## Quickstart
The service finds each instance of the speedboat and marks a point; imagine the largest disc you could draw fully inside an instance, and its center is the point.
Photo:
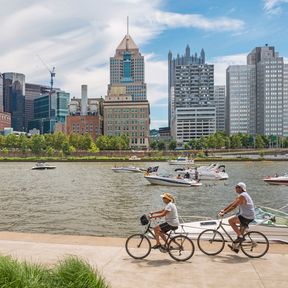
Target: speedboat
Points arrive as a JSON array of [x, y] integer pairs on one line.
[[215, 171], [132, 169], [169, 181], [42, 166], [134, 158], [182, 161], [273, 223], [277, 180]]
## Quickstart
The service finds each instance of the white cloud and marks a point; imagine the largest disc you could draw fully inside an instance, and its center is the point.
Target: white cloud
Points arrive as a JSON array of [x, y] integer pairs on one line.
[[273, 6], [78, 37]]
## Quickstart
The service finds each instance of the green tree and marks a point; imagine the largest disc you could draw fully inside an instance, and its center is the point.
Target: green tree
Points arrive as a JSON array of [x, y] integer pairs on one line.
[[154, 144], [172, 145]]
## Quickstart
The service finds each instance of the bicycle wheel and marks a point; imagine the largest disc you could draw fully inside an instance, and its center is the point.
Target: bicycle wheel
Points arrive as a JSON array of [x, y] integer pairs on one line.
[[138, 246], [181, 248], [255, 244], [211, 242]]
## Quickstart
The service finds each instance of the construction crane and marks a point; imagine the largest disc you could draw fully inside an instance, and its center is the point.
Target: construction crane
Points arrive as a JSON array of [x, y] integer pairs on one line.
[[52, 76], [52, 73]]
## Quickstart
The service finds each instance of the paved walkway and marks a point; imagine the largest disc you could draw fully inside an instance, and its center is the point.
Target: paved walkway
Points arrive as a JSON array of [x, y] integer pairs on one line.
[[158, 269]]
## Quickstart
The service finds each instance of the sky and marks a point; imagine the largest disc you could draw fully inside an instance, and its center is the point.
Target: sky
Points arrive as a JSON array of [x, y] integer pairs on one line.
[[79, 37]]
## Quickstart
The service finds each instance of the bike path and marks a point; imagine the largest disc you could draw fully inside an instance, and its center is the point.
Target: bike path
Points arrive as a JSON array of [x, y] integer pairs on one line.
[[108, 255]]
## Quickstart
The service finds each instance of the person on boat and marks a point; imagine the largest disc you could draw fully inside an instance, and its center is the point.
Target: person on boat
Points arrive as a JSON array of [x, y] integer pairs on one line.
[[171, 219], [187, 175], [245, 215], [196, 175]]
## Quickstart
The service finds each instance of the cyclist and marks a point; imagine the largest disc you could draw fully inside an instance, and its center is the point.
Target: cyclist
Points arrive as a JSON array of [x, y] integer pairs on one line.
[[244, 217], [171, 219]]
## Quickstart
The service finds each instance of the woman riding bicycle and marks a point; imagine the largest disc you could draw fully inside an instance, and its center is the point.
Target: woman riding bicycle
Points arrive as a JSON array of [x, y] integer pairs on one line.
[[246, 211], [171, 219]]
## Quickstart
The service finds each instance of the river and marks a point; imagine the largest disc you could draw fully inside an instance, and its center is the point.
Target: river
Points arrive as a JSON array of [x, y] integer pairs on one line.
[[90, 199]]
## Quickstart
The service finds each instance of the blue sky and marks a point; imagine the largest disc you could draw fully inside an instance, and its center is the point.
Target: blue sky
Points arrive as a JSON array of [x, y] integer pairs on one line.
[[78, 37]]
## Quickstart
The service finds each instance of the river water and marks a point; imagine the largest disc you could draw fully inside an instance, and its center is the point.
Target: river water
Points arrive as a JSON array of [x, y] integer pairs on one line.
[[90, 199]]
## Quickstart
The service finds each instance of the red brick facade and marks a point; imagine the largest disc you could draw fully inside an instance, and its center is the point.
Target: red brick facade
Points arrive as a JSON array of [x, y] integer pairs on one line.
[[5, 120], [88, 124]]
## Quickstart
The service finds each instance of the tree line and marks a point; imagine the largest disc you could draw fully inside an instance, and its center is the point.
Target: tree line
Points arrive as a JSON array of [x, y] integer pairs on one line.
[[221, 140], [59, 142]]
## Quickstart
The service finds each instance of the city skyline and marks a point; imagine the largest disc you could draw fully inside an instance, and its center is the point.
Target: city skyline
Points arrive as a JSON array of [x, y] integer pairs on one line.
[[79, 38]]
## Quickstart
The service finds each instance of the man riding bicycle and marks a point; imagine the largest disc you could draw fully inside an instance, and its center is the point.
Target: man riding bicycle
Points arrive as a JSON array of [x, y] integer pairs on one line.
[[244, 217], [171, 219]]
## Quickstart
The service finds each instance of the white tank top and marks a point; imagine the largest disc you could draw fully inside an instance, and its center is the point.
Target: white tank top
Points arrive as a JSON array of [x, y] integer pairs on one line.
[[247, 210]]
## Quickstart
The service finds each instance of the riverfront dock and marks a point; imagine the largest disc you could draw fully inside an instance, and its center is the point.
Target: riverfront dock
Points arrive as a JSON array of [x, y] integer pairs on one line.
[[158, 270]]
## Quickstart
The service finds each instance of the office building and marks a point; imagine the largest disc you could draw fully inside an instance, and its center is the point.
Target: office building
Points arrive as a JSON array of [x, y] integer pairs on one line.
[[5, 120], [265, 81], [85, 120], [126, 109], [32, 92], [1, 94], [219, 99], [49, 110], [13, 98], [192, 112], [240, 104]]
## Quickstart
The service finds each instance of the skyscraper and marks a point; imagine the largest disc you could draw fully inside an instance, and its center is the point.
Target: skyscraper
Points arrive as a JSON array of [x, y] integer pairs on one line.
[[14, 91], [127, 69], [126, 109], [240, 101], [192, 112], [260, 86], [219, 98]]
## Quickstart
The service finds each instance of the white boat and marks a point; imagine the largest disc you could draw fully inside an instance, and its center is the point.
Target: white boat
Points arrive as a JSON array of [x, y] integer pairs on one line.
[[134, 158], [182, 161], [169, 181], [215, 171], [277, 180], [132, 169], [42, 166], [273, 223]]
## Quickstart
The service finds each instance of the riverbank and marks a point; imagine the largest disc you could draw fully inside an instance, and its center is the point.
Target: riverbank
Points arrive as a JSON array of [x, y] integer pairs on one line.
[[108, 255]]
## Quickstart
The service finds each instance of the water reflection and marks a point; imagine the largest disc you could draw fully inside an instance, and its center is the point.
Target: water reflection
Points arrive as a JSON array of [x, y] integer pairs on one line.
[[90, 199]]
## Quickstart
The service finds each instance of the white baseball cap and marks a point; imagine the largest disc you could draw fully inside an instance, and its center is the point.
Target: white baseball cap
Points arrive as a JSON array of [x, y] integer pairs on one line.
[[242, 185]]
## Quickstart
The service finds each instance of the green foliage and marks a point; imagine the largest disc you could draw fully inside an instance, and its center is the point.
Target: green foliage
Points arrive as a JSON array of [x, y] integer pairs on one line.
[[71, 272], [172, 145]]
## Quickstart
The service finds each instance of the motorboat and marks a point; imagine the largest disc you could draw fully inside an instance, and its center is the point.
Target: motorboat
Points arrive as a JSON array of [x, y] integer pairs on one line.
[[272, 222], [42, 166], [182, 160], [134, 158], [214, 171], [277, 180], [131, 169], [170, 181]]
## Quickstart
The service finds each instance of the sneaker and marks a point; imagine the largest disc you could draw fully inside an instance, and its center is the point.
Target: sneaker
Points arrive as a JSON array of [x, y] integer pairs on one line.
[[236, 250], [157, 246], [239, 240]]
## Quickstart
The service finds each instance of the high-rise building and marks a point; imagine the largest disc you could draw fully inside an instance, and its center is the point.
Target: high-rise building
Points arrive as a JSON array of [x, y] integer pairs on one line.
[[126, 109], [127, 69], [85, 120], [219, 98], [32, 91], [265, 80], [192, 112], [1, 94], [13, 98], [240, 101], [49, 110]]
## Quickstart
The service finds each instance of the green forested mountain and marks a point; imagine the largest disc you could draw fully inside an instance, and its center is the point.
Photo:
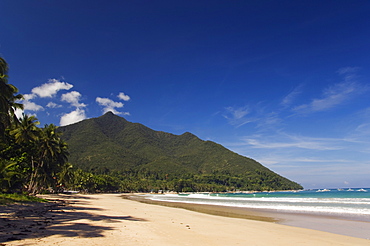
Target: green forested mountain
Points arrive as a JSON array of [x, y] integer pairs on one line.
[[112, 145]]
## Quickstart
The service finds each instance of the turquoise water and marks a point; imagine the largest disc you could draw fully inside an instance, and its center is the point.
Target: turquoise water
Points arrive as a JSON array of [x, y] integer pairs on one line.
[[354, 202]]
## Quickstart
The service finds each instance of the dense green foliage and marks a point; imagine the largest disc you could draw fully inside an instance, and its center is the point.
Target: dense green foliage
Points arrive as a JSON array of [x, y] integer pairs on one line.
[[142, 159], [31, 158], [111, 154], [12, 198]]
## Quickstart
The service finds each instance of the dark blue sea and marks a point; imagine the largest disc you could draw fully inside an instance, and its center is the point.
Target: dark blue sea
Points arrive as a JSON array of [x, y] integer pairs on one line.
[[352, 202]]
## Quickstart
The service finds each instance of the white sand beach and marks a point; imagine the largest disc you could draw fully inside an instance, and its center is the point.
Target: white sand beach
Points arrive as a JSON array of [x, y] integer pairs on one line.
[[107, 219]]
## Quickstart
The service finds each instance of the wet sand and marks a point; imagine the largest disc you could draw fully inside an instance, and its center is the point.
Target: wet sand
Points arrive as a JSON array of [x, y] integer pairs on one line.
[[349, 226], [107, 219]]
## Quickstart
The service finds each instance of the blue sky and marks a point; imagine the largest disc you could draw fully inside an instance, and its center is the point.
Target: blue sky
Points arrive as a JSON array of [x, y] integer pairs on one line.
[[283, 82]]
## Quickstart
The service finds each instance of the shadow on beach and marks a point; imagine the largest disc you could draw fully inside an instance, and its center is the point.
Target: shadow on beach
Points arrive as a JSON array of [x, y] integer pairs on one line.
[[57, 217]]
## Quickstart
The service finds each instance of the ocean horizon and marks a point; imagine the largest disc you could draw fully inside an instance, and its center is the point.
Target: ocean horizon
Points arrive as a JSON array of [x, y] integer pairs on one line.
[[353, 202]]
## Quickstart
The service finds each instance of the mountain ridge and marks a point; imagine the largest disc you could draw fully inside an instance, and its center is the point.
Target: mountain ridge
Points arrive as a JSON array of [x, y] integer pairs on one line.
[[110, 143]]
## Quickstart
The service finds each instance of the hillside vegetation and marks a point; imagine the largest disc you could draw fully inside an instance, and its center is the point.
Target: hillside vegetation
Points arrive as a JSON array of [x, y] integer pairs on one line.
[[144, 159]]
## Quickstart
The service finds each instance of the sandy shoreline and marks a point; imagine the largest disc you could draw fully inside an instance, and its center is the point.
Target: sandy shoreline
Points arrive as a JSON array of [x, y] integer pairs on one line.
[[107, 219], [350, 226]]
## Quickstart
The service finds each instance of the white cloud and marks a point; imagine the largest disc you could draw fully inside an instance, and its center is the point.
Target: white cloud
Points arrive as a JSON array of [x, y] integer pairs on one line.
[[73, 98], [51, 88], [288, 100], [123, 97], [53, 105], [109, 105], [347, 70], [292, 141], [237, 116], [332, 97], [31, 106], [72, 117]]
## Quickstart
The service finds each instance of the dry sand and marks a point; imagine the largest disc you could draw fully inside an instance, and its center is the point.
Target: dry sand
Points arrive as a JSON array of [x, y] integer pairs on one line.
[[107, 219]]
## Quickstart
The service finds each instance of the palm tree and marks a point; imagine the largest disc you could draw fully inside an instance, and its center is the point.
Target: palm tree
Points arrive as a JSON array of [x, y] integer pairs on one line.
[[8, 100], [6, 173], [51, 156]]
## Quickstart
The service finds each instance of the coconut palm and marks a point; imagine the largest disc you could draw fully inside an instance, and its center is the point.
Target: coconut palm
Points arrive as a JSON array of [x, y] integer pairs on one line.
[[51, 156], [8, 100]]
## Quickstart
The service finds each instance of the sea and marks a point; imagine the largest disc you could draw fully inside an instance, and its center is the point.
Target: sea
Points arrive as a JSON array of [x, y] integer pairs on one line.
[[350, 202], [340, 211]]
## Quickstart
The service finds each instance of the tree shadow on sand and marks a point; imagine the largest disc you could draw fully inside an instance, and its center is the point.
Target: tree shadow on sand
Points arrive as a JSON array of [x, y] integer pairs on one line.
[[19, 222]]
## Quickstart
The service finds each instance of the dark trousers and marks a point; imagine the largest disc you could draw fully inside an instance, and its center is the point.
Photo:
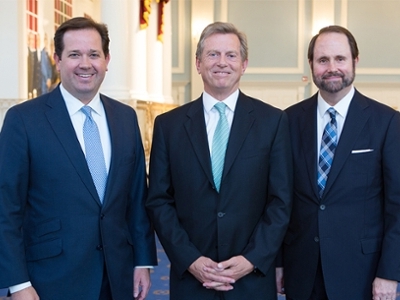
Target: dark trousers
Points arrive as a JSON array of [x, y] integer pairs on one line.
[[105, 293], [318, 292]]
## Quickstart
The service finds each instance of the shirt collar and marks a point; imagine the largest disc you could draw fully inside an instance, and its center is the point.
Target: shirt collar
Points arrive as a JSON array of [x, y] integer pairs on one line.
[[74, 104], [341, 107], [209, 101]]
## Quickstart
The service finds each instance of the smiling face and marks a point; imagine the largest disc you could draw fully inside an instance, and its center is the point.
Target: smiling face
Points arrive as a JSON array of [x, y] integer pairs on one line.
[[82, 65], [221, 65], [332, 67]]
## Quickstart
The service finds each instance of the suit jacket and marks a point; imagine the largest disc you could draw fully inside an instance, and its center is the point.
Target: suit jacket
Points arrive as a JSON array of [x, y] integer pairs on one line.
[[250, 214], [355, 228], [54, 230]]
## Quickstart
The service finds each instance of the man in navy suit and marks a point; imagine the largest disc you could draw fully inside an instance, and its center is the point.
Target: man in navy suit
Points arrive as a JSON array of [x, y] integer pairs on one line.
[[60, 237], [221, 236], [343, 240]]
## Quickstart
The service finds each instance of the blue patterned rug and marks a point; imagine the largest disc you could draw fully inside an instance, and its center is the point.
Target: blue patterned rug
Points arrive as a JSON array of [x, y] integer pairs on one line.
[[160, 279]]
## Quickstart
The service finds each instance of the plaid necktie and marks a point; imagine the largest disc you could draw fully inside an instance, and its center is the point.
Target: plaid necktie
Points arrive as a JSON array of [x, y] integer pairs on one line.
[[220, 141], [328, 147], [94, 152]]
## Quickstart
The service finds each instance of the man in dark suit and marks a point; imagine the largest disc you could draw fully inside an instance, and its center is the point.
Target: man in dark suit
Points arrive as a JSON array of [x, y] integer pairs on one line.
[[343, 240], [221, 232], [63, 235]]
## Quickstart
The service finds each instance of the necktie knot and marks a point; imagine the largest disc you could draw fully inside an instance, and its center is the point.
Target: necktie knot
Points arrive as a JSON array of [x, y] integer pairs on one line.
[[220, 141], [94, 152], [332, 113], [220, 106], [327, 152], [87, 110]]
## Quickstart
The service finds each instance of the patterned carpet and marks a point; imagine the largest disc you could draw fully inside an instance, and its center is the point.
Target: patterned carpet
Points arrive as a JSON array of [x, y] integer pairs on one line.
[[159, 277]]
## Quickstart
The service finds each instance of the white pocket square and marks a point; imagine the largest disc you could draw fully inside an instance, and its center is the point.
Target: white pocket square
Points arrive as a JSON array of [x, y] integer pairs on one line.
[[361, 151]]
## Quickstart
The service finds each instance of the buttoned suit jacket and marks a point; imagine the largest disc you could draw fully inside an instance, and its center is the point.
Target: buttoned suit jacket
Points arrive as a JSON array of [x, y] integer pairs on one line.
[[54, 230], [250, 214], [355, 228]]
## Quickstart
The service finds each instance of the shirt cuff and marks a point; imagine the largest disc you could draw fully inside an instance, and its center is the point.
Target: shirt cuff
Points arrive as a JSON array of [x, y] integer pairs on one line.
[[19, 287]]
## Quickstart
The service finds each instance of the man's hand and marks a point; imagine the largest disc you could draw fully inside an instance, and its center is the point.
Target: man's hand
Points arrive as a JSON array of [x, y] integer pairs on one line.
[[28, 293], [280, 284], [384, 289], [200, 269], [141, 283], [234, 268]]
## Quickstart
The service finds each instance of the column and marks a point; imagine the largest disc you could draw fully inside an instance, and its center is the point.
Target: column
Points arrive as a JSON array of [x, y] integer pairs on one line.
[[138, 55], [115, 15], [154, 58], [167, 55], [202, 15]]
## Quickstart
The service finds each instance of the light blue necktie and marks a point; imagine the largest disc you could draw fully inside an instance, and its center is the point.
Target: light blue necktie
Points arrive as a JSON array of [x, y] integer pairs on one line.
[[94, 152], [328, 147], [220, 141]]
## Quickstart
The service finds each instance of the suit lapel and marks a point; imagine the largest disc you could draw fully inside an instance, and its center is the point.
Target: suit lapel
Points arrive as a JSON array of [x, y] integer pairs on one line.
[[356, 118], [308, 133], [197, 134], [242, 122], [60, 121]]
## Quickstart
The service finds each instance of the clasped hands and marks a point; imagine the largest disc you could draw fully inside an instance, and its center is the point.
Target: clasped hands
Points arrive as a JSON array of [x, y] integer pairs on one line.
[[220, 276]]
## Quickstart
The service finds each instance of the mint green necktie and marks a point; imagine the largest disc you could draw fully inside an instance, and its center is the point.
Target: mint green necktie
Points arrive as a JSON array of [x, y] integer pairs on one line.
[[220, 141]]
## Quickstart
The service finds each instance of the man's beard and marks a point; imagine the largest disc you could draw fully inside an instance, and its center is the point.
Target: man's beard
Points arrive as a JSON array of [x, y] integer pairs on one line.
[[333, 86]]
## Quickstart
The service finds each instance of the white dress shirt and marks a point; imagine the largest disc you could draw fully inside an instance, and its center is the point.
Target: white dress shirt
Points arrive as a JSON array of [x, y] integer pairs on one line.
[[323, 116], [211, 114]]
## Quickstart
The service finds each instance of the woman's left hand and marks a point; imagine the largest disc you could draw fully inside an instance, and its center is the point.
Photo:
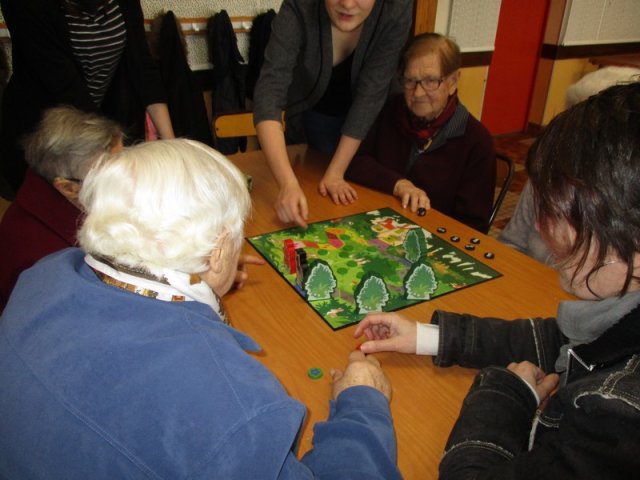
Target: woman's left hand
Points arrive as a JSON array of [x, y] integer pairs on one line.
[[338, 189], [241, 273], [411, 196]]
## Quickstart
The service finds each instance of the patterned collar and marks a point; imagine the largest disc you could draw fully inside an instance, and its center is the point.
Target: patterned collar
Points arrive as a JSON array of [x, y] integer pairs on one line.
[[171, 286]]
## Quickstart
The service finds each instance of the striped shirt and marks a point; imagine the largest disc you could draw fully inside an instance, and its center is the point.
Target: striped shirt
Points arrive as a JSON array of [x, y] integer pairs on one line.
[[97, 40]]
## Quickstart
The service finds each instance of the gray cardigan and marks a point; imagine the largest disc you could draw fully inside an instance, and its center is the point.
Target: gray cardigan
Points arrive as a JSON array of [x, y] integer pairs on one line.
[[298, 61]]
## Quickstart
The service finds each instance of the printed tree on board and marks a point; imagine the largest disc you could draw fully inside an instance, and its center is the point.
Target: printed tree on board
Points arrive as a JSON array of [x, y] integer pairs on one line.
[[371, 294], [320, 282], [414, 244], [420, 282]]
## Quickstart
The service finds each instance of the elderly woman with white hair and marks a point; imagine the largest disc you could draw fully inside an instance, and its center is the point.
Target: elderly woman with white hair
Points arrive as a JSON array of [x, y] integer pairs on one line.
[[118, 361]]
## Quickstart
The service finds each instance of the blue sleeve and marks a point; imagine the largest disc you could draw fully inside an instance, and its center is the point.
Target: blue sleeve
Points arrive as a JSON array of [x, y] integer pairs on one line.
[[357, 441]]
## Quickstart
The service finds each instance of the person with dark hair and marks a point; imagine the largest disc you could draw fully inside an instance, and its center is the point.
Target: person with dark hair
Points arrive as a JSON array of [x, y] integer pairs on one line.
[[89, 54], [556, 397], [425, 147], [520, 232], [328, 65]]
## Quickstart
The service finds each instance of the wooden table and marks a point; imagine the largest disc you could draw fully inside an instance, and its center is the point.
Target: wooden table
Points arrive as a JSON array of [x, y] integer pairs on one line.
[[426, 399]]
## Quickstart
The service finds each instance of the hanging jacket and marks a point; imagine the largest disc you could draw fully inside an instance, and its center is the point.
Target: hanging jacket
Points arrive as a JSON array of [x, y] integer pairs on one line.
[[184, 97], [229, 71], [258, 39]]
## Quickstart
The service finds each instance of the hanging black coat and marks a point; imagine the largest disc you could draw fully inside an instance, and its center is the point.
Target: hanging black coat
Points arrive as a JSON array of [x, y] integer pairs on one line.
[[229, 71], [258, 39], [184, 97]]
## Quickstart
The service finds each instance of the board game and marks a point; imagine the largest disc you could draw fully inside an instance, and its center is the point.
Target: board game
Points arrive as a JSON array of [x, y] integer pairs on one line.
[[371, 261]]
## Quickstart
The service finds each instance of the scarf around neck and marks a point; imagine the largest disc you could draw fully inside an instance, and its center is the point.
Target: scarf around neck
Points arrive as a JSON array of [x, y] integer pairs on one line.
[[422, 130], [171, 286]]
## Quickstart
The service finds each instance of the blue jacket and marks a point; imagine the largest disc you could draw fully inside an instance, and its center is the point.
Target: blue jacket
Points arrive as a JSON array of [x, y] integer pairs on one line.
[[101, 383]]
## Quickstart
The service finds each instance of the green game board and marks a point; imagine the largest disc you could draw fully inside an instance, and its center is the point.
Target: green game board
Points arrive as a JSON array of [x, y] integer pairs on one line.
[[368, 245]]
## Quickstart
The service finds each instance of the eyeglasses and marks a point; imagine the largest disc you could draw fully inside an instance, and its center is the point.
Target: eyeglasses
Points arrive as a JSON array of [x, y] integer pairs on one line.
[[428, 84]]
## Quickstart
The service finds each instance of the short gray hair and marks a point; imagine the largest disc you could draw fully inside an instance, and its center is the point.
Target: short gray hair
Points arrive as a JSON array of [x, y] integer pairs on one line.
[[67, 141], [163, 205]]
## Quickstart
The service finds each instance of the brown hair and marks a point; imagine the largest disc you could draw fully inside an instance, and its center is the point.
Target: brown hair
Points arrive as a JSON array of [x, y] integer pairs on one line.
[[444, 47]]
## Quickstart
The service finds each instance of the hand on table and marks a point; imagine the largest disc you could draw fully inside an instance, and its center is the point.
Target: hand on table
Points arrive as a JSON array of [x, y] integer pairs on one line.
[[241, 273], [361, 370], [387, 332], [338, 189], [542, 383], [291, 205], [411, 196]]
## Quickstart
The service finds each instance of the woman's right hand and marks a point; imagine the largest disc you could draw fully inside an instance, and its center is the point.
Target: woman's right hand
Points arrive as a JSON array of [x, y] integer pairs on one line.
[[291, 205], [361, 370], [387, 332], [411, 196]]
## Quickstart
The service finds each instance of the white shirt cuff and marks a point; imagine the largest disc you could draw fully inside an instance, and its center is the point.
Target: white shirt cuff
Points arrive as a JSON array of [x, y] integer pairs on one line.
[[427, 339]]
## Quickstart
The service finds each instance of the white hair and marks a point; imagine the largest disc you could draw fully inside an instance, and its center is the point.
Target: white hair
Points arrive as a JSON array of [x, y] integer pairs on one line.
[[163, 204]]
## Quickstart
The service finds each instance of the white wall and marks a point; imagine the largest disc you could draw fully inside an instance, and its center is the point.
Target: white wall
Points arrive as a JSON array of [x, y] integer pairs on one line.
[[471, 23], [600, 21]]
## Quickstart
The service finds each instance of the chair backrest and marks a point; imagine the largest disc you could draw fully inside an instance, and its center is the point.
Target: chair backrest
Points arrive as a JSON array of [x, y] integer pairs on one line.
[[504, 175], [237, 124]]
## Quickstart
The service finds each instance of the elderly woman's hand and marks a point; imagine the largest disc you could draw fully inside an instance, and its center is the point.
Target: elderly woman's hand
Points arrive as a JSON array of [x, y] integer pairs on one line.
[[241, 273], [361, 370], [411, 196]]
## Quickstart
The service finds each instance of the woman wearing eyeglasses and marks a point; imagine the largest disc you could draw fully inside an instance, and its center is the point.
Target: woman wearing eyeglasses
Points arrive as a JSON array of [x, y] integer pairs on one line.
[[425, 147]]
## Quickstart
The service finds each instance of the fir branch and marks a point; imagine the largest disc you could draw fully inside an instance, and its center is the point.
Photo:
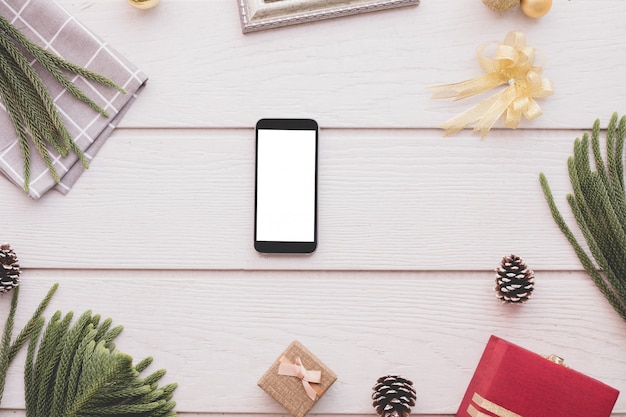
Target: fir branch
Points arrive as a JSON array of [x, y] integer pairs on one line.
[[32, 323], [31, 109], [5, 359], [598, 203]]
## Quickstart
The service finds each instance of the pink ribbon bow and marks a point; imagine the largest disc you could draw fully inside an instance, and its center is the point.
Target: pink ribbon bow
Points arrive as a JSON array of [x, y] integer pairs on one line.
[[298, 370]]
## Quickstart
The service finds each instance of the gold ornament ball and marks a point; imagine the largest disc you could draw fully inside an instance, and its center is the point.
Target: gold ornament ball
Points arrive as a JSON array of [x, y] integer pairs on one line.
[[536, 8], [144, 4], [500, 5]]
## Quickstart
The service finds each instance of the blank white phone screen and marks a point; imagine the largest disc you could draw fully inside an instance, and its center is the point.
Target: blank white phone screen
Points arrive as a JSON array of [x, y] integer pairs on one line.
[[285, 185]]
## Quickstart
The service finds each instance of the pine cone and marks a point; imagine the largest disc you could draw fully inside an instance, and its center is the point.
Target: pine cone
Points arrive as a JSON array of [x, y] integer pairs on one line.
[[9, 270], [393, 396], [514, 280]]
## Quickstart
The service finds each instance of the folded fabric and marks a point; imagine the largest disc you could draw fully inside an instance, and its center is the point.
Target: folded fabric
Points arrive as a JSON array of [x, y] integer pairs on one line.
[[48, 24]]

GIVEN PROBLEM. Recast the records as a Markdown table with the columns Row and Line, one numbered row per line, from the start of the records through the line holding "223], [277, 180]]", inclusive. Skip blank lines and leave the pictures out.

RESPONSE TO THE EXERCISE.
| Row | Line |
|---|---|
| 1 | ## Quickstart |
| 2 | The service finds each instance of the speedboat and marks a point; imagine the largest disc you could draw fully inside an instance, and its center is the point. |
| 3 | Photo: |
| 4 | Target: speedboat |
| 5 | Points arrive as a JSON array of [x, y] integer pairs on one line. |
| 6 | [[215, 171], [132, 169], [169, 181], [42, 166], [134, 158], [182, 161], [273, 223], [277, 180]] |